Stored data entries
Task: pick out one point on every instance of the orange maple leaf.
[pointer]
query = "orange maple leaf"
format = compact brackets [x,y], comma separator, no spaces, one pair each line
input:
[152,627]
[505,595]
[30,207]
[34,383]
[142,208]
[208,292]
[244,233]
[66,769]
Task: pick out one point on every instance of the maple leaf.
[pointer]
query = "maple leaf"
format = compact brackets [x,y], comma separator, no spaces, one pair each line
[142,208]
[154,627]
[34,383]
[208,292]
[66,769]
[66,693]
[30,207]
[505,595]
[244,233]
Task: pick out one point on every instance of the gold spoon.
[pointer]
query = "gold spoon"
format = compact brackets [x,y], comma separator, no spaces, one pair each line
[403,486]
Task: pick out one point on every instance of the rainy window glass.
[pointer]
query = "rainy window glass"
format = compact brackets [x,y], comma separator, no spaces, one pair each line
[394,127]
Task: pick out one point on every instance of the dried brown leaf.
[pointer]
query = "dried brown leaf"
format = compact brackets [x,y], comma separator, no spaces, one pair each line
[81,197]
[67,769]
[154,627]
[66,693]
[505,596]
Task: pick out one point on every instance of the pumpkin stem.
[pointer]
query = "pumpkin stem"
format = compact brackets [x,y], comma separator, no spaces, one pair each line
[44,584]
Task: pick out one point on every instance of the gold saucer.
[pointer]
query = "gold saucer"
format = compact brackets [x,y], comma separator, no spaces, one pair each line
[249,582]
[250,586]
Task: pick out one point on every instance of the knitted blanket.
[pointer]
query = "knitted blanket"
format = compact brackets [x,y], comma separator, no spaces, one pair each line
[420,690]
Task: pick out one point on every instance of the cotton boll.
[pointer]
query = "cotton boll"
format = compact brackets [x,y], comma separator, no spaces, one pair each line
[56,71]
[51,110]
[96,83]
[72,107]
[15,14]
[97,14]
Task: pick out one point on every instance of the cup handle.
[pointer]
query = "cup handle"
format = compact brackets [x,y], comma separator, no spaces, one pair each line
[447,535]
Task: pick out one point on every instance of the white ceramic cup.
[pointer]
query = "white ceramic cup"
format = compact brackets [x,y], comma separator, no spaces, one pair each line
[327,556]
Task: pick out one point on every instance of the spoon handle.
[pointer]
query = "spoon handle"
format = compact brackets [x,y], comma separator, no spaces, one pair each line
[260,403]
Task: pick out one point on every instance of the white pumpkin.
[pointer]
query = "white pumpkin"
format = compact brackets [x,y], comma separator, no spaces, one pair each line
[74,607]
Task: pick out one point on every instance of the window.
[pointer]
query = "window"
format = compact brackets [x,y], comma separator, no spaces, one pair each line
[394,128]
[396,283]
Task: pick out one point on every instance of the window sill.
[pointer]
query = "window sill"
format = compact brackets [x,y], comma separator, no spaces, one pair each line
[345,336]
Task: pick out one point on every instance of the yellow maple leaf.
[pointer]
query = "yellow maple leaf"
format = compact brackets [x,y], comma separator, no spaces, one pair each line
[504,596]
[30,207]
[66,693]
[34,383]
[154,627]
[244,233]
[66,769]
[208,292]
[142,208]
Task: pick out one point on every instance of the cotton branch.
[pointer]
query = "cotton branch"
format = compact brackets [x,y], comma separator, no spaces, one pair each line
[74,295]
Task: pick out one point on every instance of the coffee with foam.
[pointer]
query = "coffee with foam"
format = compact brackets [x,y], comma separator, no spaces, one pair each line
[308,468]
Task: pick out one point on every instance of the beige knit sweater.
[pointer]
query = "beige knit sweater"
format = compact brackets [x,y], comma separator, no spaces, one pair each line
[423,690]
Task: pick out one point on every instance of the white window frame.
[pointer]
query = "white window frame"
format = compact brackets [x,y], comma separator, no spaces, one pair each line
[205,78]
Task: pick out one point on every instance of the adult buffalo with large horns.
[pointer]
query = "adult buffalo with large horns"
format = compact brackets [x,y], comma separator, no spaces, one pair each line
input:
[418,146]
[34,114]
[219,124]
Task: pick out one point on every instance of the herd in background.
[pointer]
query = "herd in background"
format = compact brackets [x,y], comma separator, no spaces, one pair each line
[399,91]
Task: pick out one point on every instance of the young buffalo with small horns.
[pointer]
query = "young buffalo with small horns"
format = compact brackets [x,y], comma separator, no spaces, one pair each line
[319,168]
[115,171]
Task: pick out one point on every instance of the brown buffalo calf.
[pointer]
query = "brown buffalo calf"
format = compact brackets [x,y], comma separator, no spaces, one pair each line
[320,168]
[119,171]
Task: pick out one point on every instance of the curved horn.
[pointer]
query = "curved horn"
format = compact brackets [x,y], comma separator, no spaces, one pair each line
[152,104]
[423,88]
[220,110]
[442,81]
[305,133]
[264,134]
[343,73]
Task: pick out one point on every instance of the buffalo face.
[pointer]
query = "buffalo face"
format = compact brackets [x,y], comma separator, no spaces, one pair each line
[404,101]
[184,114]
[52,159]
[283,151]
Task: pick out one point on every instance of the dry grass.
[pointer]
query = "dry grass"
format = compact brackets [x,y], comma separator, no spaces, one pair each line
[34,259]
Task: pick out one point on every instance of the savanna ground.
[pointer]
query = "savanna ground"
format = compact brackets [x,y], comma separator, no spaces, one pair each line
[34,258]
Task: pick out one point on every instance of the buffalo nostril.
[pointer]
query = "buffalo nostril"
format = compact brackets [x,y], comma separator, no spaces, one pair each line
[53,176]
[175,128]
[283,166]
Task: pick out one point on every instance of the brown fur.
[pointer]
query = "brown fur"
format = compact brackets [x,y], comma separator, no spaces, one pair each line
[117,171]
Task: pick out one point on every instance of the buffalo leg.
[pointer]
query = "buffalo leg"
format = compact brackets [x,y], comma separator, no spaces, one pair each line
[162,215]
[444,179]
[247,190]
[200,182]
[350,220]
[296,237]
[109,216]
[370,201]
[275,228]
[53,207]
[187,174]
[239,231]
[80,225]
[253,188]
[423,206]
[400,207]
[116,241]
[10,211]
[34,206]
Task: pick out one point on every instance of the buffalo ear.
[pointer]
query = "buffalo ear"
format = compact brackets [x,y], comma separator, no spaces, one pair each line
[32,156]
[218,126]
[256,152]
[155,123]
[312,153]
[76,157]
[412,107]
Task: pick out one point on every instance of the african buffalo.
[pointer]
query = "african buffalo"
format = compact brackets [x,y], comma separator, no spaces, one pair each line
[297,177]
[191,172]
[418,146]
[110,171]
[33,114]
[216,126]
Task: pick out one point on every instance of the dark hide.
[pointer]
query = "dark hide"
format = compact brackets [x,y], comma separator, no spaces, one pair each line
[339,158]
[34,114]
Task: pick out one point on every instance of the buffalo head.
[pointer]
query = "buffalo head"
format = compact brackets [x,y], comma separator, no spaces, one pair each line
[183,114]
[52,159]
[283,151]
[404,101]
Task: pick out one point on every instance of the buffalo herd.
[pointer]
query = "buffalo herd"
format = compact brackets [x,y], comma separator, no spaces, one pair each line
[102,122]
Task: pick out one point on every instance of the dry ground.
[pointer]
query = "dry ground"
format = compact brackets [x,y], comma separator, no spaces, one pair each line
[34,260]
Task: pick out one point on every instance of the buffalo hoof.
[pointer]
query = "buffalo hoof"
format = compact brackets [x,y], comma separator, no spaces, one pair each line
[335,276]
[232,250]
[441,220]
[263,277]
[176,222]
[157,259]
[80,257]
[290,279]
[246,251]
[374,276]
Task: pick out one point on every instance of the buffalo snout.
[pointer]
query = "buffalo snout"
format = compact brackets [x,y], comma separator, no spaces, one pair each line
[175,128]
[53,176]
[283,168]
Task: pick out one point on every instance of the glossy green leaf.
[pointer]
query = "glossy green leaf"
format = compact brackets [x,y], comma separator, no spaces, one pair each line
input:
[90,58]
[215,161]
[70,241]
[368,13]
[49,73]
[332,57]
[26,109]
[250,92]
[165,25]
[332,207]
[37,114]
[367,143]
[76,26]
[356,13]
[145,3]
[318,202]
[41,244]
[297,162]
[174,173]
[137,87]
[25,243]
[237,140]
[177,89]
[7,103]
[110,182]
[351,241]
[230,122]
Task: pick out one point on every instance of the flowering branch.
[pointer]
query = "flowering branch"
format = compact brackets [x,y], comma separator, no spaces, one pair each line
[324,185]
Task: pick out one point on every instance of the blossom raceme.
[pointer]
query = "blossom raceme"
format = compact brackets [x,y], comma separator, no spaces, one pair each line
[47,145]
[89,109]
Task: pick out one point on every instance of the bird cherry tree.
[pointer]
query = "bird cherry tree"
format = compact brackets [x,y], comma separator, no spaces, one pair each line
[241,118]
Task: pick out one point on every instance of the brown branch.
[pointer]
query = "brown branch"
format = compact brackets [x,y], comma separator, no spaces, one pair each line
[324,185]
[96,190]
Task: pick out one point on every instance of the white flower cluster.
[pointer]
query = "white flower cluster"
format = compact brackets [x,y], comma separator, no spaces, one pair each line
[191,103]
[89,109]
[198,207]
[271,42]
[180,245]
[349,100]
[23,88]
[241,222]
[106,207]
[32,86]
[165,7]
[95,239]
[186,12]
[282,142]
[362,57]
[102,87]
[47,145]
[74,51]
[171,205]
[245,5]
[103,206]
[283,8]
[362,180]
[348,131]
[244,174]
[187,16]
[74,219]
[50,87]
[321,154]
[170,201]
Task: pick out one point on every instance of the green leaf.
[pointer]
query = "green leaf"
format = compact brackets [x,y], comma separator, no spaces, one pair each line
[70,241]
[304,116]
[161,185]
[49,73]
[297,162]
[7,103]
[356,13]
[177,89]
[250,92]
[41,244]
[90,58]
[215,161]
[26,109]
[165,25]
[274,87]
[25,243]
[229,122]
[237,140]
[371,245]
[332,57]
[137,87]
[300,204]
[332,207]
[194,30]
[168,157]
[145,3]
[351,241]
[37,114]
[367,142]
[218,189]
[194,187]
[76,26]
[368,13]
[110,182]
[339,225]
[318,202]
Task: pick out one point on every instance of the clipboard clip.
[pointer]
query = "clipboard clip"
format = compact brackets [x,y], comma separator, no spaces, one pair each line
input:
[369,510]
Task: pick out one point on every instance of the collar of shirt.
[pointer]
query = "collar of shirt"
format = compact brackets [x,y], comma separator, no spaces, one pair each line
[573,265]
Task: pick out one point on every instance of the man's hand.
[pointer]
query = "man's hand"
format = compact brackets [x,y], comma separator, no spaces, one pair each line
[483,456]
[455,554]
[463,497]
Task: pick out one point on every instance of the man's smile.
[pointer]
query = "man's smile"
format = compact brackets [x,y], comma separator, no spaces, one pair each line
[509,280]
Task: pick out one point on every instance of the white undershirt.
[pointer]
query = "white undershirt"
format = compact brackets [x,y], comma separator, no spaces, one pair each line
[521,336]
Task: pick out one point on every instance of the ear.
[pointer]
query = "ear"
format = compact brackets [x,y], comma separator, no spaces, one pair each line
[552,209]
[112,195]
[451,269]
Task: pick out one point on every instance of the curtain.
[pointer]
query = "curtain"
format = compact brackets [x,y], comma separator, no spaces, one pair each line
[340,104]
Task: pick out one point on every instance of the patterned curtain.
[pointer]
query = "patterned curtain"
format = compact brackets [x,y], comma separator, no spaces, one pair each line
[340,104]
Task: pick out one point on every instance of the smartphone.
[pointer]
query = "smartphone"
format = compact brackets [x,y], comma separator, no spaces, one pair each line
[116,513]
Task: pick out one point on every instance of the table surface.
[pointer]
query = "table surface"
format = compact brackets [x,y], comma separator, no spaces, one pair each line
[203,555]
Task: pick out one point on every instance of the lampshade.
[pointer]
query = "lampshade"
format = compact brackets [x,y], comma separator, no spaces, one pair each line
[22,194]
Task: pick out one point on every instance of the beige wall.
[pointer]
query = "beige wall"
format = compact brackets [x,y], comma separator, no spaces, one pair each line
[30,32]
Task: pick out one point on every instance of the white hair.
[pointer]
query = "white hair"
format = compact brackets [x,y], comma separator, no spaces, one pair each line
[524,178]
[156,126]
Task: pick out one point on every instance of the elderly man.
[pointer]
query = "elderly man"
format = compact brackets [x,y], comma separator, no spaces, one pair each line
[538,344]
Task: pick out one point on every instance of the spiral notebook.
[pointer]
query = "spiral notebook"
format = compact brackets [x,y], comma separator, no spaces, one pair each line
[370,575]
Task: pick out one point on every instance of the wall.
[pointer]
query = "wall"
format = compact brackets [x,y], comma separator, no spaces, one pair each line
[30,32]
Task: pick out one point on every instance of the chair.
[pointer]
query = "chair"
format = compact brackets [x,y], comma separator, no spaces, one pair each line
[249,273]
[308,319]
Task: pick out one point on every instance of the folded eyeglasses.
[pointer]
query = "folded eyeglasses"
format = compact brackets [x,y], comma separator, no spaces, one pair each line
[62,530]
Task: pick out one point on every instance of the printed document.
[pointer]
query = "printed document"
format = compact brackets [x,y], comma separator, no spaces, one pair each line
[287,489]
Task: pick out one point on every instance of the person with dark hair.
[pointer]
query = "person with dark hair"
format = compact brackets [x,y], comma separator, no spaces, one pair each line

| WHAT YOU HAVE TO DO |
The lines needed are those in the data above that hold the string "hoof"; copy each of them.

| OUTPUT OF THE EXERCISE |
Task: pick out one point on every instance of the buffalo hoof.
query = "buffalo hoof"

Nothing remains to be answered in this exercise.